▶ Task instructions
Write out every line of the rows below word for word, changing nothing.

▶ Data lines
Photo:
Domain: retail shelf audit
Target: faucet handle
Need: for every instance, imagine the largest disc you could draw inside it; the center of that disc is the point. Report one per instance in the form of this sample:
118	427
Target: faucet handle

▶ Full answer
Photo:
Domain: retail shelf audit
Target: faucet handle
Need: for every instance, imagine the largest disc you could draw inside it; the center of that disc is the point. Report one per instance in the form of this sample:
118	427
Target: faucet handle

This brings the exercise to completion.